#### What you need to do
Extract every line of the records below, keeping each character, space, and line break unchanged.

#### Provided data
---+---
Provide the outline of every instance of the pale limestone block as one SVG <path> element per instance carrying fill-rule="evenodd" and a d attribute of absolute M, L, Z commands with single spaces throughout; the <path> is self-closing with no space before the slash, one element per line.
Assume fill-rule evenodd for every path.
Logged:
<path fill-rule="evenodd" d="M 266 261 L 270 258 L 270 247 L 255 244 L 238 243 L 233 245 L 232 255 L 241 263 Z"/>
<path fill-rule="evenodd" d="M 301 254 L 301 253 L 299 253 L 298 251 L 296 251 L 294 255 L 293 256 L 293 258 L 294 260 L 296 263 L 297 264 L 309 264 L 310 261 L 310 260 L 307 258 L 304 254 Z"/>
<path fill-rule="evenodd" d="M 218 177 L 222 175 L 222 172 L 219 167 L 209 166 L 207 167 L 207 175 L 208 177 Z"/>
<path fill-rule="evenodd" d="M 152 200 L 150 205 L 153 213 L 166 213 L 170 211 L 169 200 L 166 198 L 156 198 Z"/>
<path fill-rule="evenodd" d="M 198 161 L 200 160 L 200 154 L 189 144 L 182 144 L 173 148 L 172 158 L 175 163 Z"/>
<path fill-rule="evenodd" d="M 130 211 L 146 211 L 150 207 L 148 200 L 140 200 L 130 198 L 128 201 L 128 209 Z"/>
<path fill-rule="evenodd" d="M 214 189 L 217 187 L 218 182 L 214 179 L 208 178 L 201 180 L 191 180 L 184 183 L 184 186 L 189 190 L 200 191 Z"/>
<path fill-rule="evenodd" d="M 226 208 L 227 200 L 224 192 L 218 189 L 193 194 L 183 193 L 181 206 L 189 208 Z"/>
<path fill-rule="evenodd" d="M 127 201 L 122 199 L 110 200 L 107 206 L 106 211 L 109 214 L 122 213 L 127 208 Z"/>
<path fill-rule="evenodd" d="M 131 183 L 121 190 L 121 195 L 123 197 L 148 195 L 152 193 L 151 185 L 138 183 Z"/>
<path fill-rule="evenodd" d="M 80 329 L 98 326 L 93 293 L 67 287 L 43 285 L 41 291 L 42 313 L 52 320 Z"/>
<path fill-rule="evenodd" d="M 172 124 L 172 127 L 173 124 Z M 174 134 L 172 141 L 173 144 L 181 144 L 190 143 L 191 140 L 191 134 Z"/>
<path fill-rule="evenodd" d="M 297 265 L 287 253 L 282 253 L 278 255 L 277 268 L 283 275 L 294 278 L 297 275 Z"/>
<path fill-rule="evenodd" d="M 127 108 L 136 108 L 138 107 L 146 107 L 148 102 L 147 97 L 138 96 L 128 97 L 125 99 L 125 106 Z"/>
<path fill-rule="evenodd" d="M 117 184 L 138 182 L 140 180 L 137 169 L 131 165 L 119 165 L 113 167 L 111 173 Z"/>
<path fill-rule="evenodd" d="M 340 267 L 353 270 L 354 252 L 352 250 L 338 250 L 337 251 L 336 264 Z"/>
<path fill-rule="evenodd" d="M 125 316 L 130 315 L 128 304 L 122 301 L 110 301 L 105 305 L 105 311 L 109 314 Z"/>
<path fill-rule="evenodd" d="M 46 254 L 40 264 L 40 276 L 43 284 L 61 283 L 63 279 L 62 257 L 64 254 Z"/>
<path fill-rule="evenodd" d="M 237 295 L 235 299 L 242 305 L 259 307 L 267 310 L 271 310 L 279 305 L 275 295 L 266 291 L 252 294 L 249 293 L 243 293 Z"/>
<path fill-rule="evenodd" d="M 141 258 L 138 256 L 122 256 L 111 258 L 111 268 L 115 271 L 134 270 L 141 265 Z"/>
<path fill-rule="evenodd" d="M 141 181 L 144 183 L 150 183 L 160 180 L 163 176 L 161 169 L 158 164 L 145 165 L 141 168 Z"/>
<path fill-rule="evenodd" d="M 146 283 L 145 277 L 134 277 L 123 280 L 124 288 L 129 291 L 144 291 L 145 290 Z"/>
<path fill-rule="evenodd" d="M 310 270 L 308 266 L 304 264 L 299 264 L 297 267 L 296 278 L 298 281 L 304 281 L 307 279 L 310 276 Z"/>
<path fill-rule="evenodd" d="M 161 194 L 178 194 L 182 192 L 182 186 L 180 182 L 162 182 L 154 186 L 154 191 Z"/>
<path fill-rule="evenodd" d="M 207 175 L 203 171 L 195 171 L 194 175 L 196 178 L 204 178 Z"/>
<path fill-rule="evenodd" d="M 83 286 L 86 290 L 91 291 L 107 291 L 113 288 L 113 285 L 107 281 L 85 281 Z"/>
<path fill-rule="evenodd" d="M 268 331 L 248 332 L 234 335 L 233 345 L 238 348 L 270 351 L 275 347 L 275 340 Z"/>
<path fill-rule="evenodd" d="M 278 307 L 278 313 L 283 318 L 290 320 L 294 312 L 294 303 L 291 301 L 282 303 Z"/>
---+---
#### Task solution
Provide the outline of every instance of the pale limestone block as one SVG <path> element per instance carrying fill-rule="evenodd" and a d attribute of absolute M, L, Z commands with single spaces throughout; the <path> is self-closing with no space before the slash, one element per line.
Assume fill-rule evenodd for every path.
Logged:
<path fill-rule="evenodd" d="M 266 261 L 270 258 L 270 247 L 255 244 L 238 243 L 233 245 L 232 255 L 241 263 Z"/>
<path fill-rule="evenodd" d="M 301 254 L 301 253 L 299 253 L 298 251 L 296 251 L 294 255 L 293 256 L 293 258 L 294 260 L 296 263 L 297 264 L 309 264 L 310 261 L 310 260 L 307 258 L 304 254 Z"/>
<path fill-rule="evenodd" d="M 218 177 L 222 175 L 222 172 L 219 167 L 209 166 L 207 167 L 207 175 L 208 177 Z"/>
<path fill-rule="evenodd" d="M 152 200 L 150 205 L 153 213 L 166 213 L 170 211 L 169 200 L 166 198 L 156 198 Z"/>
<path fill-rule="evenodd" d="M 198 161 L 200 160 L 200 154 L 189 144 L 182 144 L 173 148 L 172 158 L 175 163 Z"/>
<path fill-rule="evenodd" d="M 130 211 L 146 211 L 150 207 L 148 200 L 140 200 L 130 198 L 128 201 L 128 209 Z"/>
<path fill-rule="evenodd" d="M 214 189 L 217 187 L 218 182 L 214 179 L 208 178 L 201 180 L 191 180 L 184 183 L 184 186 L 189 190 L 200 191 Z"/>
<path fill-rule="evenodd" d="M 226 208 L 227 200 L 224 192 L 218 189 L 193 194 L 183 193 L 181 206 L 189 208 Z"/>
<path fill-rule="evenodd" d="M 127 201 L 122 199 L 110 200 L 107 206 L 106 211 L 109 214 L 122 213 L 127 208 Z"/>
<path fill-rule="evenodd" d="M 131 183 L 121 190 L 121 195 L 123 197 L 148 195 L 152 193 L 151 185 L 138 183 Z"/>
<path fill-rule="evenodd" d="M 80 329 L 98 326 L 93 293 L 67 287 L 43 285 L 41 291 L 42 313 L 52 320 Z"/>
<path fill-rule="evenodd" d="M 172 124 L 172 127 L 173 124 Z M 174 134 L 172 141 L 173 144 L 181 144 L 190 143 L 191 140 L 191 134 Z"/>
<path fill-rule="evenodd" d="M 297 265 L 287 253 L 282 253 L 278 255 L 277 268 L 283 275 L 294 278 L 297 275 Z"/>
<path fill-rule="evenodd" d="M 127 108 L 136 108 L 138 107 L 146 107 L 148 102 L 147 97 L 138 96 L 128 97 L 125 99 L 125 106 Z"/>
<path fill-rule="evenodd" d="M 117 184 L 138 182 L 140 180 L 137 169 L 131 165 L 119 165 L 113 167 L 111 173 Z"/>
<path fill-rule="evenodd" d="M 340 267 L 353 270 L 354 252 L 352 250 L 338 250 L 337 251 L 336 264 Z"/>
<path fill-rule="evenodd" d="M 125 316 L 130 315 L 128 304 L 122 301 L 110 301 L 105 305 L 105 311 L 109 314 Z"/>
<path fill-rule="evenodd" d="M 46 254 L 40 264 L 40 276 L 43 284 L 61 283 L 63 279 L 62 257 L 64 254 Z"/>
<path fill-rule="evenodd" d="M 237 295 L 235 299 L 242 305 L 259 307 L 267 310 L 271 310 L 279 305 L 275 295 L 266 291 L 252 294 L 249 293 L 243 293 Z"/>
<path fill-rule="evenodd" d="M 141 258 L 138 256 L 122 256 L 111 258 L 111 268 L 115 271 L 134 270 L 141 265 Z"/>
<path fill-rule="evenodd" d="M 141 181 L 144 183 L 150 183 L 160 180 L 163 176 L 161 169 L 158 164 L 145 165 L 141 168 Z"/>
<path fill-rule="evenodd" d="M 146 283 L 145 277 L 134 277 L 123 280 L 124 288 L 129 291 L 144 291 L 145 290 Z"/>
<path fill-rule="evenodd" d="M 310 270 L 308 266 L 304 264 L 299 264 L 297 267 L 296 278 L 298 281 L 304 281 L 307 279 L 310 276 Z"/>
<path fill-rule="evenodd" d="M 161 194 L 178 194 L 182 192 L 182 186 L 180 182 L 162 182 L 154 186 L 154 191 Z"/>
<path fill-rule="evenodd" d="M 207 175 L 203 171 L 195 171 L 194 175 L 196 178 L 204 178 Z"/>
<path fill-rule="evenodd" d="M 83 286 L 86 290 L 91 291 L 107 291 L 113 288 L 113 285 L 107 281 L 85 281 Z"/>
<path fill-rule="evenodd" d="M 268 331 L 248 332 L 234 335 L 233 345 L 238 348 L 270 351 L 275 347 L 275 340 Z"/>
<path fill-rule="evenodd" d="M 278 307 L 278 313 L 283 318 L 290 320 L 294 312 L 294 303 L 291 301 L 282 303 Z"/>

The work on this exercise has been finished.